Return each line of the listing that contains the string "below".

DATA SHOWN:
* * *

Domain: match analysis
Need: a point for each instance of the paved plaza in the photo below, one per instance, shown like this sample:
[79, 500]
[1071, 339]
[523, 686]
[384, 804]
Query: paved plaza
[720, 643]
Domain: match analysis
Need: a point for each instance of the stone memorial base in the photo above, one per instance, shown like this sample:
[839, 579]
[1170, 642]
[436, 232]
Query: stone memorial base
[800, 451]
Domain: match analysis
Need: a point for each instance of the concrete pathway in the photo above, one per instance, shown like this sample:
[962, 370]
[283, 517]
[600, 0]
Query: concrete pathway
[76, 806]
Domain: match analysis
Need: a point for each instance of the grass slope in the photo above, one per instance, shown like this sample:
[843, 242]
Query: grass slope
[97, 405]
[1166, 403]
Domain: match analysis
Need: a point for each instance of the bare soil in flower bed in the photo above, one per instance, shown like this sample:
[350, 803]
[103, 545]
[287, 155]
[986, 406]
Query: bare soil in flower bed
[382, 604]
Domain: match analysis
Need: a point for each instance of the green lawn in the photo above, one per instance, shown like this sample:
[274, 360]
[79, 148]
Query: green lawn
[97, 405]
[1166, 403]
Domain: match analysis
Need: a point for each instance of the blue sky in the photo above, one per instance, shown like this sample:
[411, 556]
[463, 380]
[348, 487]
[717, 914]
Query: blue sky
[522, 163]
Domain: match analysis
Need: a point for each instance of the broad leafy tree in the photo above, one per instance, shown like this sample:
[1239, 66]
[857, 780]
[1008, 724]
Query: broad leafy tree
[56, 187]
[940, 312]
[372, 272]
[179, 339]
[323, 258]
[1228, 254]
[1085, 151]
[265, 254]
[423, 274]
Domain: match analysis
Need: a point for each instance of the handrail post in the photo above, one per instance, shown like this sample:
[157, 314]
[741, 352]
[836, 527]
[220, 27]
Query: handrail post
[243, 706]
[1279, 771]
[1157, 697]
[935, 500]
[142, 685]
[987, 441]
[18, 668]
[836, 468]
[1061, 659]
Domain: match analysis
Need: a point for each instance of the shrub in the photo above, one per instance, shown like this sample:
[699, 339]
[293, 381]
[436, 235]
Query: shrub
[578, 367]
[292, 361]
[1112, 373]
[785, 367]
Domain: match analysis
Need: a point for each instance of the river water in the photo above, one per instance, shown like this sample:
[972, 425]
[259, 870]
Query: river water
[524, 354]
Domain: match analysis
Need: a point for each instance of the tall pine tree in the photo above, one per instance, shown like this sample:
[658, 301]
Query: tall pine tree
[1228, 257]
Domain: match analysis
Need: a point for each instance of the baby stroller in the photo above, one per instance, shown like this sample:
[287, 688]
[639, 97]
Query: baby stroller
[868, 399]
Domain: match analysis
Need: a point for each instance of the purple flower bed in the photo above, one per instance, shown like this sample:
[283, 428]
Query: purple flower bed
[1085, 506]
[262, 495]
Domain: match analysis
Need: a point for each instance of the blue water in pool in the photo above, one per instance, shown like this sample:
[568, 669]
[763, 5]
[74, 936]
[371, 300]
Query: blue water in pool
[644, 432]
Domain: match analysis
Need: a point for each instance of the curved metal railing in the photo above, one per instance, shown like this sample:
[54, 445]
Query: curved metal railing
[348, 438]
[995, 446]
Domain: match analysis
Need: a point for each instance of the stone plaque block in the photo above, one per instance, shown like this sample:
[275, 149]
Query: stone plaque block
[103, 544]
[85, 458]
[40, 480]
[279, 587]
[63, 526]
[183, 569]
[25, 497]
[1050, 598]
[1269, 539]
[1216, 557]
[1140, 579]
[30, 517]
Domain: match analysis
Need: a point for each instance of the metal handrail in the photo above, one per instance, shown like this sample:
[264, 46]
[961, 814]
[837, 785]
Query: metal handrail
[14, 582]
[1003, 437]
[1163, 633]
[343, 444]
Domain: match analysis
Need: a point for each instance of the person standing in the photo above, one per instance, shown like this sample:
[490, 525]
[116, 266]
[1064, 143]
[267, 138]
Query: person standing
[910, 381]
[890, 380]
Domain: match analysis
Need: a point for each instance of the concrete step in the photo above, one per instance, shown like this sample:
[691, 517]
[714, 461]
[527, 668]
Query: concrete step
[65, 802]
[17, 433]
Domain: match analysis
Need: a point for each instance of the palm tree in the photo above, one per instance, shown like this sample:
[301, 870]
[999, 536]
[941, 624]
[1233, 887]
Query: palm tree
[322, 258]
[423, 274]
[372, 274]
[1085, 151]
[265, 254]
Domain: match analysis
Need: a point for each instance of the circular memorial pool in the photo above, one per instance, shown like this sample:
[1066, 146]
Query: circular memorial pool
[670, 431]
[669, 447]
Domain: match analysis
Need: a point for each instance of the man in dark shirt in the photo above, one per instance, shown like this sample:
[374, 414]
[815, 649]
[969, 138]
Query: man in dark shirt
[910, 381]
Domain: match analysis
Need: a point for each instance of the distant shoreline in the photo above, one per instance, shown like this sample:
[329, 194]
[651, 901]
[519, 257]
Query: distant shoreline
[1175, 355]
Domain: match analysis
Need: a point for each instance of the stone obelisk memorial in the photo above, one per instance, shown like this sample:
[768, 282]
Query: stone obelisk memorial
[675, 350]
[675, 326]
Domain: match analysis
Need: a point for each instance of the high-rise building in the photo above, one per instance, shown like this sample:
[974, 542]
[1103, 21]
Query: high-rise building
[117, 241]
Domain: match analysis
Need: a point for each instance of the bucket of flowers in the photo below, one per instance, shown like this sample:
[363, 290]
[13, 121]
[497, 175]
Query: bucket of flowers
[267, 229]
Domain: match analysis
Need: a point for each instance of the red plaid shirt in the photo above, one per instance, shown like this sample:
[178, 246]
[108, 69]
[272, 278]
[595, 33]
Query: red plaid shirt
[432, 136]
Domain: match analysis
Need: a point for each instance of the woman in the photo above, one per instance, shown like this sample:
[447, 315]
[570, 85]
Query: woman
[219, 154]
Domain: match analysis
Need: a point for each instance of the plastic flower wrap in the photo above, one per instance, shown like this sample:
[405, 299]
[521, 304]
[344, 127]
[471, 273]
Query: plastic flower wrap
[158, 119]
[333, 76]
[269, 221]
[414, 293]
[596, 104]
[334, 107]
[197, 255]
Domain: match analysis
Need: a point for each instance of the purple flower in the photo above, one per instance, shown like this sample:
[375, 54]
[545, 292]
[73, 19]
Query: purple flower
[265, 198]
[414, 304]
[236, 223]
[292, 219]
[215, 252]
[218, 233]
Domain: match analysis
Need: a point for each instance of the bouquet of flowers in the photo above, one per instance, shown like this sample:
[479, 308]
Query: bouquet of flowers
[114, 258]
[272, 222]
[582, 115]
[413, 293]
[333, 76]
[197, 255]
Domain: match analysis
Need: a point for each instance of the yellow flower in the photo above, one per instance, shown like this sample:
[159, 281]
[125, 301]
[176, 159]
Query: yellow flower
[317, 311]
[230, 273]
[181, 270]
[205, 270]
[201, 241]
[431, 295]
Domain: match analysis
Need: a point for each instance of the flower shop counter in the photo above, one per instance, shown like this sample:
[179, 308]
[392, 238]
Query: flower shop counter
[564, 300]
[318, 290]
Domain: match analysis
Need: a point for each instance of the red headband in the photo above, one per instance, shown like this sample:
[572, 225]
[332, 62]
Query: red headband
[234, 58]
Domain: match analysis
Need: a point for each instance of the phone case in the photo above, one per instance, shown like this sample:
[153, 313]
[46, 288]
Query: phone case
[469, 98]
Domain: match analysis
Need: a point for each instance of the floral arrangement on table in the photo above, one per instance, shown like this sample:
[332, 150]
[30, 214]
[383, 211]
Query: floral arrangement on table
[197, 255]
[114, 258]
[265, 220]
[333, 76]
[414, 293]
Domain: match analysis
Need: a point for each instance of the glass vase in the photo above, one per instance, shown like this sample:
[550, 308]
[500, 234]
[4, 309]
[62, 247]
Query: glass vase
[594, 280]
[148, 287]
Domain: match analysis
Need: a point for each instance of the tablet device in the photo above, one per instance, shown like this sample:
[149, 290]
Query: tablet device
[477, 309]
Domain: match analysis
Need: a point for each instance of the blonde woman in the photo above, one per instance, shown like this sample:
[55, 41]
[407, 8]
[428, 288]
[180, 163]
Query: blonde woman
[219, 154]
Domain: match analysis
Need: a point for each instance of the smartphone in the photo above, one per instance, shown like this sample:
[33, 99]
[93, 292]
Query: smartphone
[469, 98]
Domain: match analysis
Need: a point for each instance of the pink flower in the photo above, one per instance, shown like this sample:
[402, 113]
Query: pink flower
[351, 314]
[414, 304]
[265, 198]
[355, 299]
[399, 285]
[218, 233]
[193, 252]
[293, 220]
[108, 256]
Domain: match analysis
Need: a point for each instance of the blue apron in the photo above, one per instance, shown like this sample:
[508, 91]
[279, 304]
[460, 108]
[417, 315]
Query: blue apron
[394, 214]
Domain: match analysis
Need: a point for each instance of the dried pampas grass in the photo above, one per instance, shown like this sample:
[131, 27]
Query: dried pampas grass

* * *

ANSWER SPACE:
Need: a point for each instance of the paved plaza in the photo below, one per instance, shown like this sample:
Need: a point for each instance of the bucket of flowers in the photo below, one per instance, shown like this sample:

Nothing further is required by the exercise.